What to work on → How many lines in the rows below contain the word "shoe", with case counting? Reply with the number alone.

━━━━━ The input ━━━━━

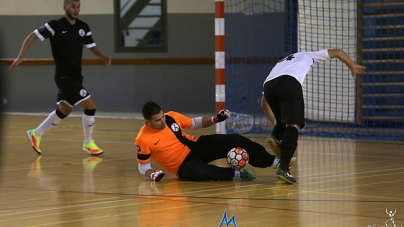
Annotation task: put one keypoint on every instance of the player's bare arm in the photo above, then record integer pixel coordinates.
(97, 51)
(221, 116)
(25, 46)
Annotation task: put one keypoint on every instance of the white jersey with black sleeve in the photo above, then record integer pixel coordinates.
(297, 65)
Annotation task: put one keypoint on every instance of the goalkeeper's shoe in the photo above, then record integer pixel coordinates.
(92, 148)
(275, 145)
(34, 140)
(247, 174)
(91, 162)
(286, 176)
(278, 166)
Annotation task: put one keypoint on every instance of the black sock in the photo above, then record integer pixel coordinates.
(288, 146)
(278, 131)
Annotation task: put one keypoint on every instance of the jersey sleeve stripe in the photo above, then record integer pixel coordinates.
(50, 29)
(143, 157)
(39, 35)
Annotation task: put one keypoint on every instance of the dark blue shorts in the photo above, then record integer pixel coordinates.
(285, 97)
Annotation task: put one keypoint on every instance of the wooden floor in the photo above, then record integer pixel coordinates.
(341, 182)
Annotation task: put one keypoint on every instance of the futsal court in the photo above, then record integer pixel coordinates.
(341, 182)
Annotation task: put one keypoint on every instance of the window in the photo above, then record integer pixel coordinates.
(140, 26)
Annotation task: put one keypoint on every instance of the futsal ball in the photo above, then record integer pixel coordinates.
(237, 158)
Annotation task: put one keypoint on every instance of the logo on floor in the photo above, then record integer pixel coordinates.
(390, 222)
(227, 222)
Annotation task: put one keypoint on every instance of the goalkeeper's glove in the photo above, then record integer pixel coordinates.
(221, 116)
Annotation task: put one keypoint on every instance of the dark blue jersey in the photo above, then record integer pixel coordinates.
(67, 43)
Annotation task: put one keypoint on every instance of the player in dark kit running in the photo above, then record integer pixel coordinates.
(67, 36)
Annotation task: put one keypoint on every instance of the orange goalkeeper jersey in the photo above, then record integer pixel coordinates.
(168, 147)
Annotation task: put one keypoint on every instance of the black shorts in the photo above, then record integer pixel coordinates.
(71, 91)
(285, 97)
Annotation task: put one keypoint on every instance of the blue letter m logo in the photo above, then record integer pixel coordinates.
(232, 220)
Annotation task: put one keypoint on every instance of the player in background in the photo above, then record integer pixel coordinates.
(284, 94)
(162, 139)
(67, 36)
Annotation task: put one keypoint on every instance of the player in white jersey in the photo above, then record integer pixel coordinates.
(284, 94)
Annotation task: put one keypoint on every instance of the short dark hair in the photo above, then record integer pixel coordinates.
(149, 109)
(65, 2)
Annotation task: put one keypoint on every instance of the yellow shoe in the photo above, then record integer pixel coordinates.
(35, 140)
(91, 162)
(92, 148)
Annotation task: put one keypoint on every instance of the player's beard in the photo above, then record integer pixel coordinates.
(71, 15)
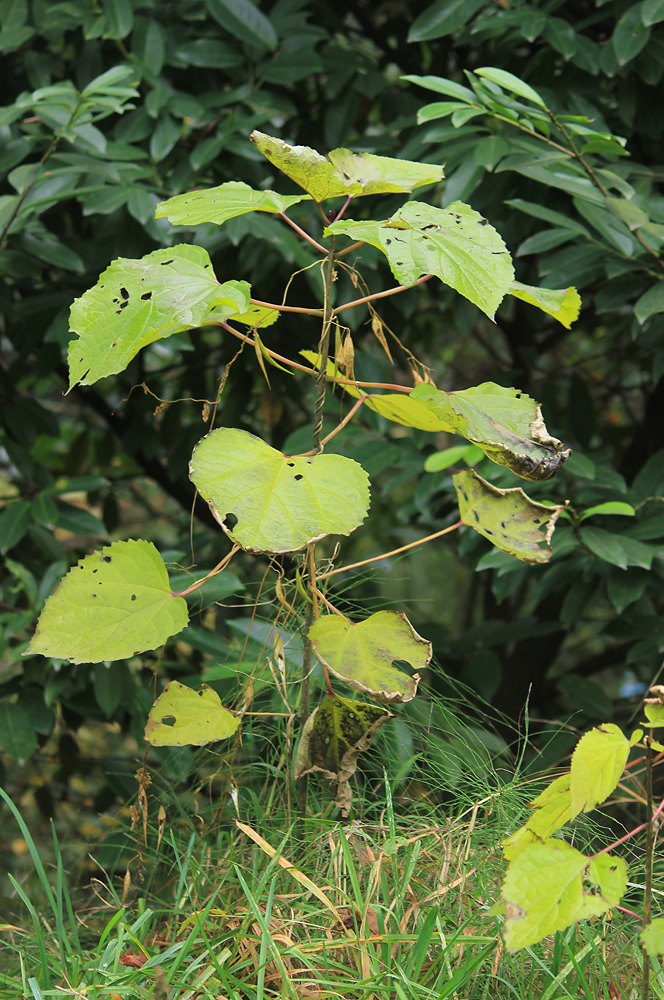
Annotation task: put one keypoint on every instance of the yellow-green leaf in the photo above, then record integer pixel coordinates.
(184, 717)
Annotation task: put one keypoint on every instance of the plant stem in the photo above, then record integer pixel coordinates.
(305, 236)
(382, 295)
(647, 892)
(394, 552)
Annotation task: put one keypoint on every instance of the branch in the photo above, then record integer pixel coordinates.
(394, 552)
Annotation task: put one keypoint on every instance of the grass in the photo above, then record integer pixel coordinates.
(397, 909)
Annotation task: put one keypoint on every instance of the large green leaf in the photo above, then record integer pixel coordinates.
(551, 885)
(222, 203)
(362, 655)
(505, 423)
(269, 502)
(332, 739)
(136, 302)
(508, 518)
(563, 304)
(344, 173)
(597, 765)
(114, 604)
(455, 244)
(183, 717)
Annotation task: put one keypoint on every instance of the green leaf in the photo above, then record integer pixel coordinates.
(333, 737)
(362, 655)
(455, 244)
(551, 885)
(17, 734)
(114, 604)
(654, 715)
(269, 502)
(450, 456)
(407, 411)
(510, 82)
(652, 12)
(650, 303)
(344, 173)
(597, 765)
(563, 304)
(442, 86)
(617, 549)
(14, 522)
(610, 507)
(442, 18)
(245, 21)
(183, 717)
(630, 35)
(136, 302)
(505, 423)
(553, 808)
(652, 937)
(219, 204)
(508, 518)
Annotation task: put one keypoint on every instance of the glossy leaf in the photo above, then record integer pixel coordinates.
(344, 173)
(184, 717)
(219, 204)
(136, 302)
(269, 502)
(244, 20)
(563, 304)
(362, 654)
(597, 765)
(333, 737)
(455, 244)
(552, 885)
(505, 423)
(112, 605)
(508, 518)
(442, 18)
(510, 83)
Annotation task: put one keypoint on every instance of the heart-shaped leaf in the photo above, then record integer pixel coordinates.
(183, 717)
(114, 604)
(362, 655)
(136, 302)
(508, 518)
(455, 244)
(269, 502)
(505, 423)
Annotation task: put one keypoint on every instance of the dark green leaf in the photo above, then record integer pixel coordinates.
(442, 18)
(244, 20)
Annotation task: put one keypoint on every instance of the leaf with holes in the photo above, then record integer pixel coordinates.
(219, 204)
(505, 423)
(114, 604)
(269, 502)
(344, 173)
(363, 655)
(184, 717)
(455, 244)
(333, 737)
(136, 302)
(552, 885)
(508, 518)
(597, 765)
(564, 304)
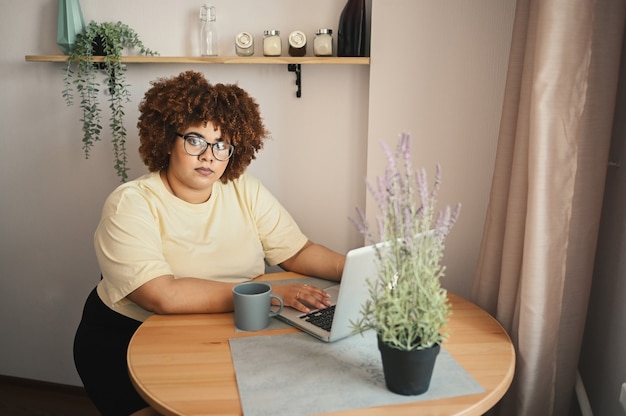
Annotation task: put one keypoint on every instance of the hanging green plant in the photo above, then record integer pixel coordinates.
(109, 40)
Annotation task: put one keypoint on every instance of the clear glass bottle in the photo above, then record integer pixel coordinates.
(297, 43)
(272, 45)
(323, 42)
(244, 44)
(208, 31)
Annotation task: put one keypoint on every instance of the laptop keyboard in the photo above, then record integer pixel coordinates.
(322, 318)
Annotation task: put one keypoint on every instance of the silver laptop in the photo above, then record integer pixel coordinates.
(346, 299)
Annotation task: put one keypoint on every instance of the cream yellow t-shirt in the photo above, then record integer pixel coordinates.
(146, 232)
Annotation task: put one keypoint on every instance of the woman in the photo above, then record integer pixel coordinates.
(178, 239)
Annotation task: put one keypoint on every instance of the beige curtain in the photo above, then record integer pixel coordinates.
(537, 254)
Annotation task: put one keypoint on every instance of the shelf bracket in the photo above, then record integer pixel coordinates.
(297, 68)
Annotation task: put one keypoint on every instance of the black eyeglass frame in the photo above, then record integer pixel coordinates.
(197, 136)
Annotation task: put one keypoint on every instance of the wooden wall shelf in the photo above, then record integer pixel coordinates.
(294, 64)
(330, 60)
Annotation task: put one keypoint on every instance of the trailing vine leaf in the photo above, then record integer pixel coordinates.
(109, 40)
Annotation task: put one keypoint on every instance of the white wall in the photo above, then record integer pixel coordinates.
(315, 162)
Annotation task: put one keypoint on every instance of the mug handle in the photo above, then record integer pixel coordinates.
(280, 306)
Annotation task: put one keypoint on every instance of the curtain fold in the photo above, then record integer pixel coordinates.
(536, 260)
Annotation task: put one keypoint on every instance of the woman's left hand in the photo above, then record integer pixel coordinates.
(302, 296)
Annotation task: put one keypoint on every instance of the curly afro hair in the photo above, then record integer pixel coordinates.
(188, 100)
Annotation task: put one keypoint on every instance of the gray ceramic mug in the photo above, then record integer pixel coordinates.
(253, 305)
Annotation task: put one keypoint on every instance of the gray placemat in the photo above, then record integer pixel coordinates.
(295, 374)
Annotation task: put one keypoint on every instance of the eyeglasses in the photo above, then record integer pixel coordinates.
(195, 145)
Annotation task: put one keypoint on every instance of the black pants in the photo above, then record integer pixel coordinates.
(100, 348)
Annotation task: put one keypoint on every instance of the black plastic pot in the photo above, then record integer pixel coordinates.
(408, 372)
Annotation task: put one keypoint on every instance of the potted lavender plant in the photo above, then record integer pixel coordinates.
(408, 309)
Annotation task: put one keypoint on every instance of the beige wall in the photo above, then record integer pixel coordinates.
(438, 71)
(315, 162)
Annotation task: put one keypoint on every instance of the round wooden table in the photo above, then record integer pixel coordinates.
(182, 365)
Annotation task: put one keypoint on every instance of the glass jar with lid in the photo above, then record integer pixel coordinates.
(272, 45)
(323, 42)
(297, 43)
(244, 44)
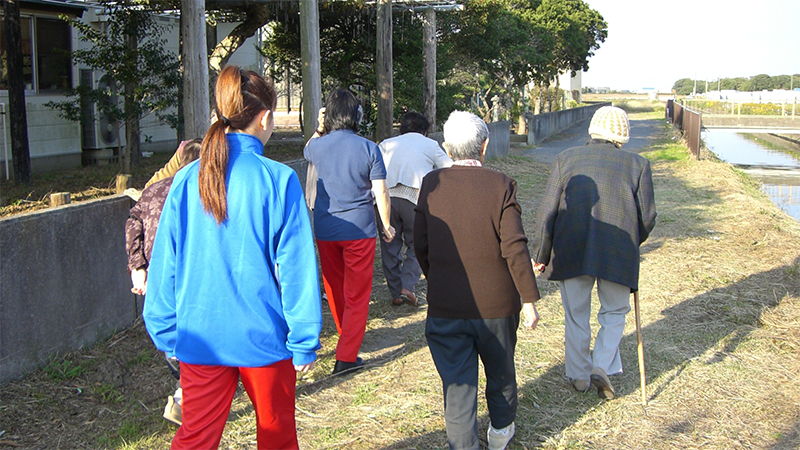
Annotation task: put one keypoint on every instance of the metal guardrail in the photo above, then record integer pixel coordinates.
(689, 122)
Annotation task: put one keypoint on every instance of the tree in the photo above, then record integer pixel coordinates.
(129, 52)
(498, 47)
(18, 117)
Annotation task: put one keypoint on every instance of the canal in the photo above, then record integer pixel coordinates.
(768, 159)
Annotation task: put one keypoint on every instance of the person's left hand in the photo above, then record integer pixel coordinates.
(139, 280)
(133, 193)
(530, 317)
(305, 367)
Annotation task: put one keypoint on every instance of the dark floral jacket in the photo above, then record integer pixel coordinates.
(140, 229)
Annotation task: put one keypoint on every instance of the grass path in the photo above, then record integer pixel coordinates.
(720, 303)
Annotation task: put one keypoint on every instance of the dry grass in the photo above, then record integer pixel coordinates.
(720, 282)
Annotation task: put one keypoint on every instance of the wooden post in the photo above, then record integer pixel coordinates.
(195, 69)
(123, 182)
(309, 54)
(429, 66)
(59, 198)
(383, 71)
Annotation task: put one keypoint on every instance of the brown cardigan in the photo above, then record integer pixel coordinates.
(469, 241)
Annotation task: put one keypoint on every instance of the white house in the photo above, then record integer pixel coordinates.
(56, 143)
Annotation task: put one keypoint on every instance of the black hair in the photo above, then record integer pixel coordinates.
(414, 122)
(342, 111)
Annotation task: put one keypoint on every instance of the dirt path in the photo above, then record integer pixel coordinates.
(643, 132)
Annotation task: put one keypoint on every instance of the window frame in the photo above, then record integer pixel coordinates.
(33, 19)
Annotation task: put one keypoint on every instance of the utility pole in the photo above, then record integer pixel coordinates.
(383, 71)
(429, 66)
(312, 77)
(195, 68)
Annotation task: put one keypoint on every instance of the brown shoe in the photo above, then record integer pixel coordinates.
(602, 383)
(408, 297)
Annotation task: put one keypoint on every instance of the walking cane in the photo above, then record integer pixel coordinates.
(640, 346)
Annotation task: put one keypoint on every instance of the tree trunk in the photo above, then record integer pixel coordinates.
(129, 105)
(257, 15)
(18, 121)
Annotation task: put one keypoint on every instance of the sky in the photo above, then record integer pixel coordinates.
(654, 43)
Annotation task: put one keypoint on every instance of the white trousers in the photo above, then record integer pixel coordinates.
(576, 295)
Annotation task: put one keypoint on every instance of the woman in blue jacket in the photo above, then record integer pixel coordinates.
(233, 284)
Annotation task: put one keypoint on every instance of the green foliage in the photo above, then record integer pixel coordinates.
(725, 107)
(64, 370)
(492, 47)
(685, 86)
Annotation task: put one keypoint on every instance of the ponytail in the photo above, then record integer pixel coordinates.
(240, 96)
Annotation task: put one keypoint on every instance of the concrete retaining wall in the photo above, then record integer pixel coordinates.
(542, 126)
(63, 280)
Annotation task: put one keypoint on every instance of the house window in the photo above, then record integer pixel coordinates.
(49, 67)
(53, 65)
(27, 68)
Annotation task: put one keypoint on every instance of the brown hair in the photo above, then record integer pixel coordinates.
(190, 151)
(240, 96)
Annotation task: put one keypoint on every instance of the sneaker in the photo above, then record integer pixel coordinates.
(604, 387)
(172, 411)
(581, 386)
(498, 439)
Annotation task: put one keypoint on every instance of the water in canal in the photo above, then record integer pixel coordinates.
(771, 160)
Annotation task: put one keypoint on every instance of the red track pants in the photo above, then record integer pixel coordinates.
(347, 274)
(207, 395)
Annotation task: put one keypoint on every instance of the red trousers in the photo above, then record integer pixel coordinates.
(207, 395)
(347, 274)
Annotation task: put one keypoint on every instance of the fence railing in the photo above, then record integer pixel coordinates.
(743, 107)
(689, 122)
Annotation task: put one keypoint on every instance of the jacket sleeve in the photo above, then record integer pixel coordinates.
(159, 313)
(546, 220)
(421, 230)
(514, 246)
(646, 203)
(169, 169)
(299, 281)
(134, 239)
(441, 160)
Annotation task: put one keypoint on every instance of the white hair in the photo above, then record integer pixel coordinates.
(464, 134)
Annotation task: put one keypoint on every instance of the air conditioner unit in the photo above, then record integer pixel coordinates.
(98, 130)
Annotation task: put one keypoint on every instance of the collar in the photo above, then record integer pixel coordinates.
(243, 142)
(468, 163)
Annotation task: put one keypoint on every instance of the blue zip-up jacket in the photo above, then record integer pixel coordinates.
(244, 293)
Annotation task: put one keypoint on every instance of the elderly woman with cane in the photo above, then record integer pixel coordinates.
(597, 210)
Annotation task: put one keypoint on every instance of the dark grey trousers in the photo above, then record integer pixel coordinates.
(400, 273)
(455, 346)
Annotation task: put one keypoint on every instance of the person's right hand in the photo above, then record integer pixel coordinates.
(305, 367)
(321, 120)
(530, 317)
(388, 233)
(139, 280)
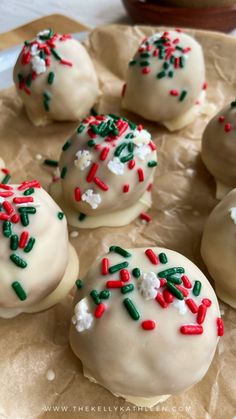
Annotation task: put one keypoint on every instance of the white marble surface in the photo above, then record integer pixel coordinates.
(14, 13)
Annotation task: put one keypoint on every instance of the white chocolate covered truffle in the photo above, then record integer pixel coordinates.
(38, 266)
(55, 78)
(218, 248)
(219, 150)
(146, 323)
(166, 79)
(107, 169)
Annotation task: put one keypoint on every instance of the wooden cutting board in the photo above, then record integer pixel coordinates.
(58, 22)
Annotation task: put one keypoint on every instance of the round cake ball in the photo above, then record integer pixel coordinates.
(219, 151)
(219, 247)
(166, 79)
(55, 78)
(38, 266)
(146, 323)
(107, 169)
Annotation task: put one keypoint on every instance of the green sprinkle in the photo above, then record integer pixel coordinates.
(80, 128)
(14, 241)
(163, 258)
(120, 251)
(171, 271)
(91, 143)
(174, 279)
(29, 191)
(20, 292)
(63, 172)
(28, 210)
(126, 158)
(55, 54)
(51, 77)
(197, 288)
(130, 307)
(119, 149)
(66, 145)
(127, 288)
(82, 216)
(95, 296)
(49, 162)
(24, 219)
(104, 295)
(21, 263)
(60, 215)
(29, 245)
(118, 267)
(136, 272)
(183, 95)
(152, 163)
(177, 293)
(6, 228)
(161, 75)
(79, 284)
(6, 179)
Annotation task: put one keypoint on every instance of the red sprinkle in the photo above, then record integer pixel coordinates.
(124, 275)
(23, 239)
(114, 284)
(104, 153)
(131, 164)
(101, 184)
(161, 301)
(105, 266)
(148, 324)
(145, 216)
(206, 301)
(100, 310)
(202, 309)
(92, 172)
(140, 175)
(191, 330)
(126, 188)
(151, 256)
(191, 305)
(77, 194)
(186, 281)
(220, 326)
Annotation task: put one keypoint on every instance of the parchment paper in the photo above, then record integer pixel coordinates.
(183, 195)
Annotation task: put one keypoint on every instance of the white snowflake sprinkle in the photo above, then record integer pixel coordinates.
(38, 65)
(148, 285)
(92, 198)
(83, 159)
(82, 319)
(115, 166)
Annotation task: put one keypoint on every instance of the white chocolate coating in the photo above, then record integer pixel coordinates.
(73, 88)
(124, 183)
(119, 354)
(219, 246)
(164, 83)
(218, 148)
(48, 262)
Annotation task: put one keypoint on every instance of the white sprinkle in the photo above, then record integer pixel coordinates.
(74, 234)
(233, 214)
(92, 198)
(83, 159)
(148, 285)
(38, 65)
(115, 166)
(50, 375)
(82, 319)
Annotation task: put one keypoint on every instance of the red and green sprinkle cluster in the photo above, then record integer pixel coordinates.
(174, 285)
(36, 57)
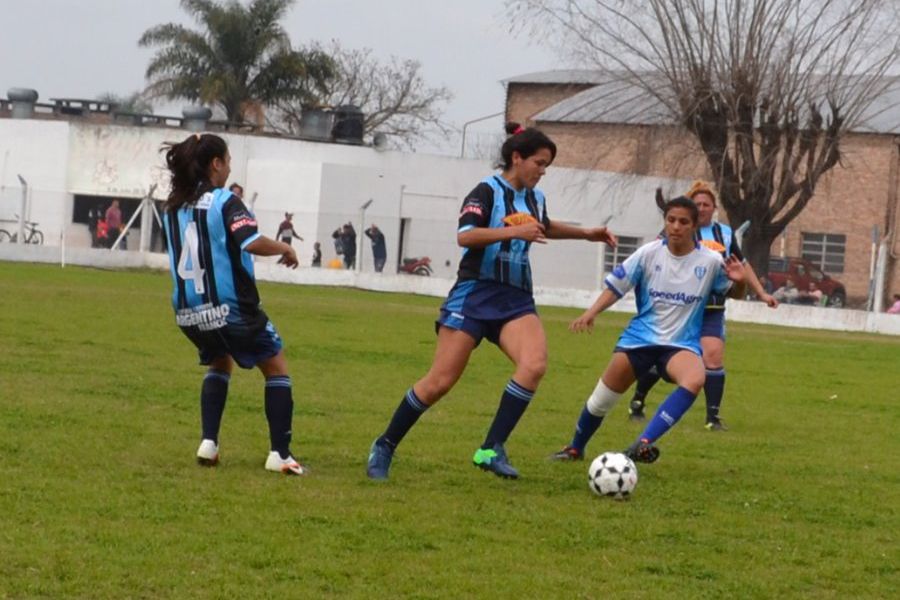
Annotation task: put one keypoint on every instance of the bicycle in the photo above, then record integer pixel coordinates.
(33, 235)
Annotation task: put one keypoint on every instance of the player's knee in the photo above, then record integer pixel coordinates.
(602, 399)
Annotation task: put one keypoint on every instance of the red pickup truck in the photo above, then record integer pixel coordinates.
(804, 273)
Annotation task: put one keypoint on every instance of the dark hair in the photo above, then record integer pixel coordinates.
(524, 141)
(188, 164)
(683, 202)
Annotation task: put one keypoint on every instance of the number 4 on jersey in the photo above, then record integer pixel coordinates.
(189, 262)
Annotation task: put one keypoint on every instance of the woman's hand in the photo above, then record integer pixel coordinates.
(530, 232)
(583, 323)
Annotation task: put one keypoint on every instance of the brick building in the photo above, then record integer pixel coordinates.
(603, 124)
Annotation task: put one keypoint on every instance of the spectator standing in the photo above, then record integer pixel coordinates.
(286, 231)
(379, 249)
(113, 222)
(317, 255)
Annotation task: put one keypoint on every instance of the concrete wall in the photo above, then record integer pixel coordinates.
(739, 311)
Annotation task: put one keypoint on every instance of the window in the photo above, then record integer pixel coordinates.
(624, 249)
(825, 250)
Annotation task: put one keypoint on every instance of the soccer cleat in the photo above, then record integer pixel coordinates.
(636, 410)
(642, 451)
(380, 457)
(288, 465)
(495, 460)
(208, 453)
(716, 425)
(568, 454)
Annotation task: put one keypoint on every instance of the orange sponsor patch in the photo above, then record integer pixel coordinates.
(713, 245)
(519, 219)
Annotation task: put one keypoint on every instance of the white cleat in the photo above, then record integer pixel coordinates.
(208, 453)
(288, 465)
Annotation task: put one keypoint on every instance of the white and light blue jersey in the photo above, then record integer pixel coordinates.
(670, 293)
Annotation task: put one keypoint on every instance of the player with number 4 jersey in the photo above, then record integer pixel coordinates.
(210, 235)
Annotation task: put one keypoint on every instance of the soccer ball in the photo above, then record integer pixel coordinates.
(612, 474)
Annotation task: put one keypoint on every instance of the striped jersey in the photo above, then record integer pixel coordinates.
(494, 203)
(212, 276)
(670, 293)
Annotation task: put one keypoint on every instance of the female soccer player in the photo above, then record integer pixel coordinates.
(209, 233)
(719, 237)
(673, 278)
(492, 299)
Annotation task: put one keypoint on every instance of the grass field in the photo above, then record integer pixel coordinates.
(100, 496)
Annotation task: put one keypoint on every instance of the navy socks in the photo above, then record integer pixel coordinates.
(513, 403)
(279, 413)
(406, 415)
(212, 403)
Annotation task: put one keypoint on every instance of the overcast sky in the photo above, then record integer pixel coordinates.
(83, 48)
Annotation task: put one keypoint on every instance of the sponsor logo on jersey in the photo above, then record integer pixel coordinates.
(205, 317)
(675, 296)
(518, 218)
(713, 245)
(471, 207)
(242, 222)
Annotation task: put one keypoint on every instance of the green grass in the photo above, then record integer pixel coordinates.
(100, 496)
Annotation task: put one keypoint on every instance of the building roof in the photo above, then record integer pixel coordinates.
(612, 99)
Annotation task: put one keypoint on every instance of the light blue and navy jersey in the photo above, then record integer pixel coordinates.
(719, 237)
(213, 279)
(670, 293)
(494, 203)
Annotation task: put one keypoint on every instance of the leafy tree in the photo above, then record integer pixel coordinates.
(767, 88)
(241, 59)
(393, 96)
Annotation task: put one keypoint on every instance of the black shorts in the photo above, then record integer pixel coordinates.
(647, 358)
(246, 350)
(482, 308)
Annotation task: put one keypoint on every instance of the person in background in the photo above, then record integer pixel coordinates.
(317, 255)
(286, 231)
(379, 249)
(210, 235)
(113, 219)
(895, 307)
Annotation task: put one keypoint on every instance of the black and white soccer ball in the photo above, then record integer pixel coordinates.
(612, 474)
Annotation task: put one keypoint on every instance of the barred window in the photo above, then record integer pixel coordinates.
(825, 250)
(624, 249)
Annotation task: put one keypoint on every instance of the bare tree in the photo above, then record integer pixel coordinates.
(768, 88)
(393, 96)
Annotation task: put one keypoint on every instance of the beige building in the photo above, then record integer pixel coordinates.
(601, 124)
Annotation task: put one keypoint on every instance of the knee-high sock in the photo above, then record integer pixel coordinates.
(673, 407)
(213, 394)
(513, 402)
(645, 384)
(279, 413)
(406, 415)
(600, 402)
(714, 388)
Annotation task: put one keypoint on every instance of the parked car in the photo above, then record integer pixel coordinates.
(804, 273)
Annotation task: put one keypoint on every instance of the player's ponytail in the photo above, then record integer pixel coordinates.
(188, 163)
(524, 141)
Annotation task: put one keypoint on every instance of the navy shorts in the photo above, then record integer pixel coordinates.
(648, 358)
(482, 308)
(247, 351)
(713, 324)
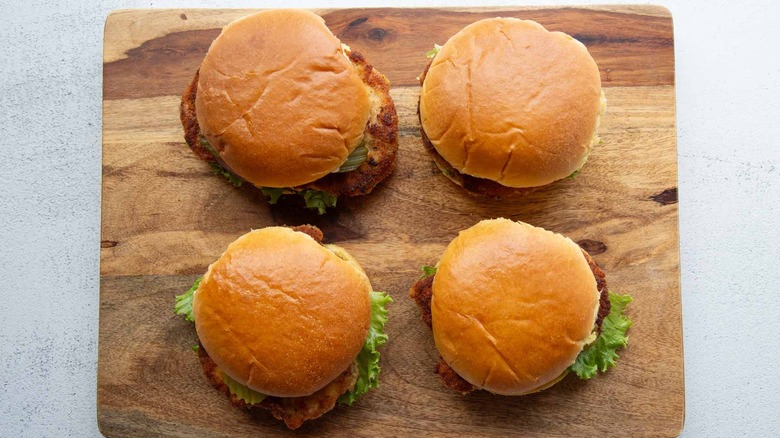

━━━━━

The result → 3